Supplied entries –

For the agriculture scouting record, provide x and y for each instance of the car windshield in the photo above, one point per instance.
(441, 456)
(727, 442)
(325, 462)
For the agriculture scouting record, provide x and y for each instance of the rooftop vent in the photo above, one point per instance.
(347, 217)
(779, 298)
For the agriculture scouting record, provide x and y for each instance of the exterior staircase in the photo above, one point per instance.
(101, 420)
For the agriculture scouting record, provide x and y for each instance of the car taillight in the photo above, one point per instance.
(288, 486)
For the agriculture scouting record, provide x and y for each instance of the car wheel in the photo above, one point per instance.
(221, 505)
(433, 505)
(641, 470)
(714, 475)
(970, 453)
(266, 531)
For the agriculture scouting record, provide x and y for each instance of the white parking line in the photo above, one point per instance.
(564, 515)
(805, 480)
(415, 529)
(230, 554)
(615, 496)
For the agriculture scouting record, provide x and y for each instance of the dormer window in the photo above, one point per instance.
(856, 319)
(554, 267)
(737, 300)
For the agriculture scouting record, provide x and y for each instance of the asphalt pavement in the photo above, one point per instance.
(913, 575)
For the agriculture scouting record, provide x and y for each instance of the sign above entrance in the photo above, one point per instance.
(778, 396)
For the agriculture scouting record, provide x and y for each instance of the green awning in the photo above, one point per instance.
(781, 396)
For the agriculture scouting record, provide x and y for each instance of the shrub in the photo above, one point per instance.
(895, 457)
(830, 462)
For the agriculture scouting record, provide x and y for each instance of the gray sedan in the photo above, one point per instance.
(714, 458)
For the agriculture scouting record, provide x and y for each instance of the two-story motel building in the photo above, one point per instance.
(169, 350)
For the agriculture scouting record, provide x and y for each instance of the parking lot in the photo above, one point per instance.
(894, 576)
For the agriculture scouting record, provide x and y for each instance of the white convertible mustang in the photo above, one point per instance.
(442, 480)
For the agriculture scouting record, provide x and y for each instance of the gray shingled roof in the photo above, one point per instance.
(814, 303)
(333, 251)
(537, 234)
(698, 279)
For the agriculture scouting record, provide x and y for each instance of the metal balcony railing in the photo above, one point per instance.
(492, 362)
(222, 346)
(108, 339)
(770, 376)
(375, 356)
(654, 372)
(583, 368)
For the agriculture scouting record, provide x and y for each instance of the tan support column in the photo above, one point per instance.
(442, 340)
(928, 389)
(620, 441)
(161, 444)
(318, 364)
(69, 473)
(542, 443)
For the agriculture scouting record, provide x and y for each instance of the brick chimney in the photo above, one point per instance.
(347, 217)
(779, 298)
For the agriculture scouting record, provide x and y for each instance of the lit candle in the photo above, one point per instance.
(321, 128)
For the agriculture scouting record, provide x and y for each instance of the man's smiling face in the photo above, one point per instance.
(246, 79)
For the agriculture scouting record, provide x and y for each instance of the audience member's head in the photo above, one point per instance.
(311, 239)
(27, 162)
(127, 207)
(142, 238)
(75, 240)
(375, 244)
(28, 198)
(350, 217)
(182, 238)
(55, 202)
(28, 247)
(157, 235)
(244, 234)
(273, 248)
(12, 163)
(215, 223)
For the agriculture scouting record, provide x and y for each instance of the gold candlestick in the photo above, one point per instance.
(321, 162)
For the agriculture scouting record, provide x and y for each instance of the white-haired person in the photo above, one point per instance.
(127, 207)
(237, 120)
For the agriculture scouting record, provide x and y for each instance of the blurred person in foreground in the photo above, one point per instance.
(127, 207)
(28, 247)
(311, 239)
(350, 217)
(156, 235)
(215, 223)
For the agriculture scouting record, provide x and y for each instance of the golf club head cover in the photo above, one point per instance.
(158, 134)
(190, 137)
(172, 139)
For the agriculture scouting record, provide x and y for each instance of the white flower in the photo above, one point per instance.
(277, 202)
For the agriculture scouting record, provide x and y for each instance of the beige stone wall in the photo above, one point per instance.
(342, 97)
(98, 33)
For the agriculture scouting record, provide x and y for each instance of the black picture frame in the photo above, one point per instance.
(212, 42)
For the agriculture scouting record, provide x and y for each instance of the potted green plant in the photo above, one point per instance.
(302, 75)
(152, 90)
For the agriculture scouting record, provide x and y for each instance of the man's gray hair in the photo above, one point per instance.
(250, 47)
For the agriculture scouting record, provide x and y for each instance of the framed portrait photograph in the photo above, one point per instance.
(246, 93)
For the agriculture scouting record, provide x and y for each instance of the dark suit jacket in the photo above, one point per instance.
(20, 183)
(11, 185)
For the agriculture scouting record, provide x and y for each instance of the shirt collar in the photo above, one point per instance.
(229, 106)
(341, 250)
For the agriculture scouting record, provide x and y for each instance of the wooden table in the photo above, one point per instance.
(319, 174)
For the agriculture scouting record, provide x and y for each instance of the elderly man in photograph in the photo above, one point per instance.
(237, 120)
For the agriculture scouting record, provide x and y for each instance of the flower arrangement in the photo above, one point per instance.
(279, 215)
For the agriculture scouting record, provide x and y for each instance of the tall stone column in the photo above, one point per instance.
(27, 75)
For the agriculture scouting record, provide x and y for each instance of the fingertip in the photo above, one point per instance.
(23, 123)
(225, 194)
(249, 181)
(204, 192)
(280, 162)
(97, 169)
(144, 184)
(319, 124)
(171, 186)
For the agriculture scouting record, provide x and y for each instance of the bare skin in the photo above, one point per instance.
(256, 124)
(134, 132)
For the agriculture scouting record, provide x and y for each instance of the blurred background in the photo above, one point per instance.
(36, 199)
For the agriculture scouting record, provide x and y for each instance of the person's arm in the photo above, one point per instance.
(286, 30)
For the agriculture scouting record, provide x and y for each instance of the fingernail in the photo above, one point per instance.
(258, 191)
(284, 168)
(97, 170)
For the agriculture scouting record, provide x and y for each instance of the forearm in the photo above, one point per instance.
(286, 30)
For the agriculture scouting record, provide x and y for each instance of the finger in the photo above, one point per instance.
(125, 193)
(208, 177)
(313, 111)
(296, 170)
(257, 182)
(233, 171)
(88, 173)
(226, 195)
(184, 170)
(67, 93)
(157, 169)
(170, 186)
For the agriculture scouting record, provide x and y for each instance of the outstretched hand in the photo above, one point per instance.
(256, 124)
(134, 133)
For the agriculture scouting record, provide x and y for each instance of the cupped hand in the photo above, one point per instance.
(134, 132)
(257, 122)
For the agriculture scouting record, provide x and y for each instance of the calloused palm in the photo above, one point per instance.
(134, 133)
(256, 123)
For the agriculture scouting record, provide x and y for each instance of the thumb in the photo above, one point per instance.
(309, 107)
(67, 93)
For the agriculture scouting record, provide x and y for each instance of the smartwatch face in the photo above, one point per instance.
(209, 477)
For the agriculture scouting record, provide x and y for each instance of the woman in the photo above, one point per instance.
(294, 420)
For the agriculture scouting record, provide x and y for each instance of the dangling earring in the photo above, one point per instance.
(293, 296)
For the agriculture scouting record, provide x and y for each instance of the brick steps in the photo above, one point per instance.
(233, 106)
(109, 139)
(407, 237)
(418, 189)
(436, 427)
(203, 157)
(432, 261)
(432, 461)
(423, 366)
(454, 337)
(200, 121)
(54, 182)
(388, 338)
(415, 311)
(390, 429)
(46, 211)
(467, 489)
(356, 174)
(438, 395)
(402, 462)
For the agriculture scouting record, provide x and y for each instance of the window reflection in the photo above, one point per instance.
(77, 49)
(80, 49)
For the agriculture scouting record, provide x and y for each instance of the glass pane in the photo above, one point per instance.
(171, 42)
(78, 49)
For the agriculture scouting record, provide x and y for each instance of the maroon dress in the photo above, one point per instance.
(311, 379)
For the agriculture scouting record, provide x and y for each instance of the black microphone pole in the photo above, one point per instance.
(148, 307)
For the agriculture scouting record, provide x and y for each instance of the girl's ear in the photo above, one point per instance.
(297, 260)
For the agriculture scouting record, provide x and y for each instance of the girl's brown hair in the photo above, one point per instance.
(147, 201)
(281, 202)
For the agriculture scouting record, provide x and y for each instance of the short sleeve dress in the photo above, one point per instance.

Exercise –
Reproduce the listing above exactly from the line containing "of the dangling" through its last line, with both of those lines included.

Output –
For the agriculture scouting record, provide x and y for each instance of the dangling earring in the photo above, one point per instance.
(293, 296)
For the agriculture scouting record, provide x and y for each instance of the brick steps in the photo above, one point per instance.
(233, 106)
(109, 139)
(407, 237)
(418, 189)
(436, 427)
(203, 157)
(432, 261)
(432, 461)
(423, 366)
(454, 337)
(200, 121)
(54, 182)
(388, 338)
(415, 311)
(390, 429)
(46, 211)
(467, 489)
(356, 174)
(438, 395)
(402, 462)
For the agriculture scouting record, provide x and y for each instance of the window reflection in the photo above, one point per instance.
(77, 49)
(80, 49)
For the agriculture scouting record, provide x and y for each instance of the glass pane in the photo above, one point per instance.
(171, 42)
(78, 49)
For the agriculture scouting record, provide x and y for each instance of the maroon dress in the photo above, one point per instance.
(311, 379)
For the agriculture scouting record, provide x and y for each instance of the black microphone pole in the photo above, one point per instance.
(148, 307)
For the agriculture scouting record, provide x and y for each instance of the girl's ear in the photo above, one point per instance.
(297, 260)
For the agriculture scouting record, provide x and y for each instance of the girl's brown hair in the photo above, one point per instance.
(147, 201)
(281, 202)
For the agriculture scouting record, provide x and y for each instance of the short sleeve dress in the photo above, one point per instance.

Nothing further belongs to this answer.